» **PASSAGE GIVEN**:
/---

Driving on Interstate 10
I-10 has been described as the most dangerous highway in America, and it's one of the country's most dangerous roads based on the number of fatalities. That's not surprising seeing as it's a long and busy road, but there are a few factors to be aware of to help you take the road as safely as possible.
The weather is probably the first thing that comes to mind when you're thinking about traveling this route safely. This road through the desert sees temperatures soar in summer - Phoenix regularly hits 105 degrees Fahrenheit and the surrounding desert can be even hotter.
Carry plenty of water and check that your vehicle is in good condition before setting out – you don't want to get stuck by the side of the road in the August heat.
The desert landscape can also contribute to accidents in other ways. It's a spectacular drive, but it can be hard to maintain concentration on some of the long, straight stretches of the road.
With long distances to cover, speed limits are often ignored. Excess speed is a major cause of accidents on this route, so it pays to be attention to other drivers at all time and to try to think ahead.
Sections of the highway are unlit and there may not be barriers separating the carriageways. Add to this the fact that a high rate of drink driving has been recorded on I-10 and you might want to avoid traveling on this route late at night.
Maybe because it runs close to the international border and links up some of the southwest's largest cities, I-10 also has a reputation for harbouring some pretty lawless characters.
Border Patrol officers may be evident along the highway and in rare cases you might be pulled over for an inspection. There have also been gun crime incidents on or near the highway – these tend to involve law enforcement and known suspects but even so, it pays to stay alert to your surroundings.
Driving on Interstate 40
If you're starting out in San Francisco, take I-5 south towards Bakersfield to connect with I-40, which you can then follow east all the way to Amarillo. From here you'll need to hop onto Route 287 to travel on to Dallas, with I-35 and I-45 taking you on to other major cities if you're traveling further.
The rate of accidents is lower on I-40 than I-10 but they are still a common occurrence, so stay alert to the conditions around you and be prepared to respond quickly to other drivers. As a major route, the road is usually kept in a good state of repair but occasional issues such as potholes can arise.
This route is also affected by winter weather, and heavy snowfall can see the interstate closed on occasion. Even if the route looks clear, pay attention for patches of ice which can make the road slippery in cold weather.

\---

» **SUPPLIED MATERIAL**:
/---

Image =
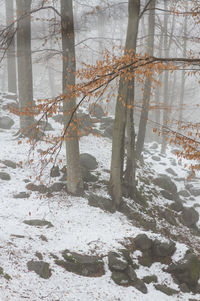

\---

» **SHORT EXERCISE 1**: State whether each statement agrees with the passage on interstate driving: (a) Phoenix regularly reaches 105 degrees Fahrenheit; (b) the accident rate on I-40 is higher than on I-10; (c) heavy snowfall can sometimes close I-40. Answer each with yes or no and quote the deciding words of the text.
» **SHORT EXERCISE 2**: From the passage on interstate driving, extract word for word the section running from "The desert landscape" to "pretty lawless characters.".

» **EXERCISE RESPONSE 1**:
(a) Yes: "Phoenix regularly hits 105 degrees Fahrenheit"
(b) No: "The rate of accidents is lower on I-40 than I-10"
(c) Yes: "heavy snowfall can see the interstate closed on occasion"

» **EXERCISE RESPONSE 2**:
The desert landscape can also contribute to accidents in other ways. It's a spectacular drive, but it can be hard to maintain concentration on some of the long, straight stretches of the road.
With long distances to cover, speed limits are often ignored. Excess speed is a major cause of accidents on this route, so it pays to be attention to other drivers at all time and to try to think ahead.
Sections of the highway are unlit and there may not be barriers separating the carriageways. Add to this the fact that a high rate of drink driving has been recorded on I-10 and you might want to avoid traveling on this route late at night.
Maybe because it runs close to the international border and links up some of the southwest's largest cities, I-10 also has a reputation for harbouring some pretty lawless characters.